Sister (Betty) Pyatt’s name is synonymous with Lolowai Hospital because like Dr. (Bruce) Mackereth, her name is engraved with the Anglican hospital that was able to save patients’ lives when there seemed to be no hope.
In 1963, Marsden Philip Vuvu was about 14 years old and his body was riddled with sores that affected both his legs and hands.
His father tried all forms of medicine available along with custom medicine to cure his sores without success.
Through Sister Pyatt and Dr. Mackereth’s advice, the sore-riddled young boy was carried to Lolowai hospital on an improvised stretcher made from copra bags from his village at Lolovinue.
The two medical experts did not have the x-ray machine and sent the young boy on an Anglican Mission vessel called MV Patterson to Luganville Northern District Hospital for an x-ray to be done on his body.
“I returned to Lolowai on the same ship and Dr. Mackereth spoke to my father. He spoke with words similar to these, ‘There is no guaranty that I will be able to save your son. The sores on his body are very serious. I wil operate on his legs. But before I do, I want you as his father, to know that there is no gauranty that I will save his life. If you agree for me to try, I want to be assured by you now that if he dies, please do not blame me because I am doing my best to save him’.
“My father replied, ‘Doctor, I understand. Let me assure you too that I have tried every custom leaf medicine that people know and yet, I have not been able to cure his sores. If my son dies, Doctor you have my word that I won’t blame you’.
Dr. Mackereth operated on his patient’s legs and replaced the bones with artificial bones. He successfully cured all the sores too.
::::::::
EXERCISES:
• A. Rewrite the Lolowai Hospital passage from "The two medical" up to and including "to save him’.", replacing "vessel" with "ship".
• B. Write the next part of the account of Marsden Philip Vuvu's treatment at Lolowai Hospital, picking up after its final sentence.
::::::::
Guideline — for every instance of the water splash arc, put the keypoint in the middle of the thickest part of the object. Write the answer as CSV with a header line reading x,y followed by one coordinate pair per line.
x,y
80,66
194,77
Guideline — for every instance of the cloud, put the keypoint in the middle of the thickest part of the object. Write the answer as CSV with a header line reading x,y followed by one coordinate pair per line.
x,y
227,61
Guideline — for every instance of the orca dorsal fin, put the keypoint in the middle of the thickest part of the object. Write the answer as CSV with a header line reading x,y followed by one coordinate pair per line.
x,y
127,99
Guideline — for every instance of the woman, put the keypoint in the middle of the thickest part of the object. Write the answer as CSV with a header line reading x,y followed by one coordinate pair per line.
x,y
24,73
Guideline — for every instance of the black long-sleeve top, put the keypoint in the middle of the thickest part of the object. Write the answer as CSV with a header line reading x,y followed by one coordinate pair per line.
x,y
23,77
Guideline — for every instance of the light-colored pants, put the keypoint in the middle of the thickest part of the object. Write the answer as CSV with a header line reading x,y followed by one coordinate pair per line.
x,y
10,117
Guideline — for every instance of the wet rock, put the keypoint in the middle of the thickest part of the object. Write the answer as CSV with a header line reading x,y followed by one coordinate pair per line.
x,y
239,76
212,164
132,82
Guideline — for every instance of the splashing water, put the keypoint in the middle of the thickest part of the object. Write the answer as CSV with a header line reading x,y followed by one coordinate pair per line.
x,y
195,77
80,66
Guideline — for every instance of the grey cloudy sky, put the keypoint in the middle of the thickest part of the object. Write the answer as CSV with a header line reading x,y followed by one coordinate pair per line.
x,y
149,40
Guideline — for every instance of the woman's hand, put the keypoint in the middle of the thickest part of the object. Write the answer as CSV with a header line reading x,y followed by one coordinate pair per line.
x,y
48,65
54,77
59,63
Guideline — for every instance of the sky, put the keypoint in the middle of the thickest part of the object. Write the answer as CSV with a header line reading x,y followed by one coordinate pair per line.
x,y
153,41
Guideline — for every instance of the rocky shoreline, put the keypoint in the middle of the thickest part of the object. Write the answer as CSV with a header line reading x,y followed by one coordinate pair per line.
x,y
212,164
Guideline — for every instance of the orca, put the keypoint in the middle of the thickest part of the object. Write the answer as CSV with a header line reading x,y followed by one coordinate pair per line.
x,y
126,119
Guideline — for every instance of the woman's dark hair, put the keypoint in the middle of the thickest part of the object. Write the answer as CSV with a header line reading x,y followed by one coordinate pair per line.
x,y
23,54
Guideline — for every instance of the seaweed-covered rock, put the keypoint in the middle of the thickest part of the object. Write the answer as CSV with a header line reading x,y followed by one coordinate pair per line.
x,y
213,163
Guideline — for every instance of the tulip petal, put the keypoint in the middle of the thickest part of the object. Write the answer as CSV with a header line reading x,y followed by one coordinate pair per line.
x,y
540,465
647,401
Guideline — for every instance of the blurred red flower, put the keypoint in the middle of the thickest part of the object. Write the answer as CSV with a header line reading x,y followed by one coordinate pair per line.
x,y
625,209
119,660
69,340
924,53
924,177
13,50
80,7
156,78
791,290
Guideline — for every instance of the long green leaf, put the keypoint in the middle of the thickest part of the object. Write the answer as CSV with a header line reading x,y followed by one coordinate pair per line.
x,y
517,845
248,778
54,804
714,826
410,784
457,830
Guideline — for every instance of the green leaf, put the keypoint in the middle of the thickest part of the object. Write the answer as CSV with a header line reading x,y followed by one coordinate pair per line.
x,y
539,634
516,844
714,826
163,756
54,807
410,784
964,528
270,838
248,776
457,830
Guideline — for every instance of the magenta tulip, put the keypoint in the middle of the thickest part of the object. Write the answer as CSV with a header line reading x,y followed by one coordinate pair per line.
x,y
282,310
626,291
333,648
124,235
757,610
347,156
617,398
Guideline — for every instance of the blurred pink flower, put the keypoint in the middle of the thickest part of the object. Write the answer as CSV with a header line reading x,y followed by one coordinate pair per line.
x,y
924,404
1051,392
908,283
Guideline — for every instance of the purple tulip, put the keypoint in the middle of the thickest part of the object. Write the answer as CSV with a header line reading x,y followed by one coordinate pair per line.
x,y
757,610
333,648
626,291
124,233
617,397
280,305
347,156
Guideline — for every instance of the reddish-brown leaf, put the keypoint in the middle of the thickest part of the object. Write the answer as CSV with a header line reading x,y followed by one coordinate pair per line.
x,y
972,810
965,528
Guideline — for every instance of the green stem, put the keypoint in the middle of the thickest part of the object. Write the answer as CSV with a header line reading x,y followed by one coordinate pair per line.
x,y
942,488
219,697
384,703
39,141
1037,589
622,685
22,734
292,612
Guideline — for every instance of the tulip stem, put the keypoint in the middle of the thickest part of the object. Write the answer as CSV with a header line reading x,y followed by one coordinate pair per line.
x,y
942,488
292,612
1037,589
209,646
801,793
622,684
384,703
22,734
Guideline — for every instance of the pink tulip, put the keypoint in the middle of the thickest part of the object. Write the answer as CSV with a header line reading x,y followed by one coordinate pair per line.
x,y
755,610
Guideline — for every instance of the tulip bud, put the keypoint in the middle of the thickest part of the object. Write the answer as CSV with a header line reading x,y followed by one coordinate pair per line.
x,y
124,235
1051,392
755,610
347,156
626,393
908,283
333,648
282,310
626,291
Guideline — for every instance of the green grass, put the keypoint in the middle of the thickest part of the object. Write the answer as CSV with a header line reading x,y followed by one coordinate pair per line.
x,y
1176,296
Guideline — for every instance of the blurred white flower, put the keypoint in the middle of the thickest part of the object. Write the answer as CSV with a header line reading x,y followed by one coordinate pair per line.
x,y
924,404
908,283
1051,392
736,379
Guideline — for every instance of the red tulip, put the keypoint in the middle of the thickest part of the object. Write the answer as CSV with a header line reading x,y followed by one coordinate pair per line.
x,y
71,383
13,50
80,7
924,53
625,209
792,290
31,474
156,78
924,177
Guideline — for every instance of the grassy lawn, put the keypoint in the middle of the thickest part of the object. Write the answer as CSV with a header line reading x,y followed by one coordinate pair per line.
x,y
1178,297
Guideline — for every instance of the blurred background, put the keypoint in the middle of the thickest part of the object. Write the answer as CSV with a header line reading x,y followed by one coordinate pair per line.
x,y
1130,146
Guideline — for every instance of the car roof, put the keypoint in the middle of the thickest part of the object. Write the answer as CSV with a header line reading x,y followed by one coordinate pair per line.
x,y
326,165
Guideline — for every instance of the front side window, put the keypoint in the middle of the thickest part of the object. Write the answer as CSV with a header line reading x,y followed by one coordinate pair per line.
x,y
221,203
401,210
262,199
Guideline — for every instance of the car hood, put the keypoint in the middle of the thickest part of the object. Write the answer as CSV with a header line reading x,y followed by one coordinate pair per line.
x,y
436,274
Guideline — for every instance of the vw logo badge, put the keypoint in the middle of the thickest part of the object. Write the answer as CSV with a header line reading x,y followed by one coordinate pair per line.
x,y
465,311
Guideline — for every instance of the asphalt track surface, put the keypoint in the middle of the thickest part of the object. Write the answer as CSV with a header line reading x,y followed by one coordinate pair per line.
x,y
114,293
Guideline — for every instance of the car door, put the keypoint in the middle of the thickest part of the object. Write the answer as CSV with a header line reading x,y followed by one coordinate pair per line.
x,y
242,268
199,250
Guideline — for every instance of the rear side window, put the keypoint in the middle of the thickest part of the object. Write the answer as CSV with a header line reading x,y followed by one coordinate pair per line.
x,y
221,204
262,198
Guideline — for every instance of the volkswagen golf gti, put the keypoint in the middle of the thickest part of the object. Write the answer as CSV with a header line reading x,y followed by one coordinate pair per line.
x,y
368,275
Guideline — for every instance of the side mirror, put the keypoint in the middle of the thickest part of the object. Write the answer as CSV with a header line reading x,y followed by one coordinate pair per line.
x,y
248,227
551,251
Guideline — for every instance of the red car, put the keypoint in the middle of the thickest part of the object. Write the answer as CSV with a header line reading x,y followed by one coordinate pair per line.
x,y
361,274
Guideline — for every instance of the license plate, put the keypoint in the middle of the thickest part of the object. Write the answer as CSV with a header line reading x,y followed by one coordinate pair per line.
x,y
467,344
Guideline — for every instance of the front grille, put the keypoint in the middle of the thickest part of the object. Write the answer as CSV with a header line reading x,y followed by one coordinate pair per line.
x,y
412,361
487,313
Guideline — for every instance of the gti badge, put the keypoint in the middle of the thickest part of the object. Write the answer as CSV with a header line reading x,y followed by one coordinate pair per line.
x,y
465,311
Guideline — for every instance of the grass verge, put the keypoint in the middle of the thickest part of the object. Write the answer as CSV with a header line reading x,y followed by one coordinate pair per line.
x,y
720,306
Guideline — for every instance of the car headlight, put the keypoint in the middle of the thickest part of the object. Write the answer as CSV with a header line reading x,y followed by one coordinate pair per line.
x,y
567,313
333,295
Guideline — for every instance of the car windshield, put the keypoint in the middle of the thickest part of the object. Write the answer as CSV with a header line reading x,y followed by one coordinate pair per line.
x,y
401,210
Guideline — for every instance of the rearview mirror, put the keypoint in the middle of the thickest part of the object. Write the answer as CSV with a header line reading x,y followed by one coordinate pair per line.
::::::::
ANSWERS PROVIDED:
• A.
The two medical experts did not have the x-ray machine and sent the young boy on an Anglican Mission ship called MV Patterson to Luganville Northern District Hospital for an x-ray to be done on his body.
“I returned to Lolowai on the same ship and Dr. Mackereth spoke to my father. He spoke with words similar to these, ‘There is no guaranty that I will be able to save your son. The sores on his body are very serious. I wil operate on his legs. But before I do, I want you as his father, to know that there is no gauranty that I will save his life. If you agree for me to try, I want to be assured by you now that if he dies, please do not blame me because I am doing my best to save him’.

• B.
Today Marsden, 70, is wheelchair bound and is alive and well. He has these words to say to Dr. Mackereth and (late) Sister Pyatt, “I thank God for the two medical friends and their staff for saving my life.
“I am forever grateful to Dr. Mackereth for saving my life and Sister Pyatt who insisted on putting me through my education at Vureas.
“Dr. Mackereth walked for about three hours to my village to supervise my trip to the hospital because there were no vehicles yet in 1963 so there was no big road yet.
Sister Pyatt had to be a linguist as I remember that she was also fluent in Mota language too. She was adamant I had to be sent to school and that was how I ended up studying at Vureas”.
Their former patient says to prove Sister Pyatt’s contributions to the medical profession in the then New Hebrides, about 1963, he was there when she was awarded with what he suspected to be a British Empire Medal (MBE) or Officer of the British Empire (OBE) Medal, for her contributions to the medical field in the Northern Islands.
The following is the confirmation as published in The New Zealand Herald from October 23 to 25, 2017: “Pyatt, Elizabeth Catherine (Betty Pyatt of Melanesia).
Passed away on 21 October 2017 in Auckland aged 97. Much loved by her parents Albert ad Violet (both deceased), her brothers Ralph and Geoff, her deceased siblings Allan, John, Marjory and Dorothy, and by all their extended families.
A service for Betty will be held at the Chapel of Christ The King, 43 Target Street, Point Chevalier on Wednesday 25 October at 2.00 pm”.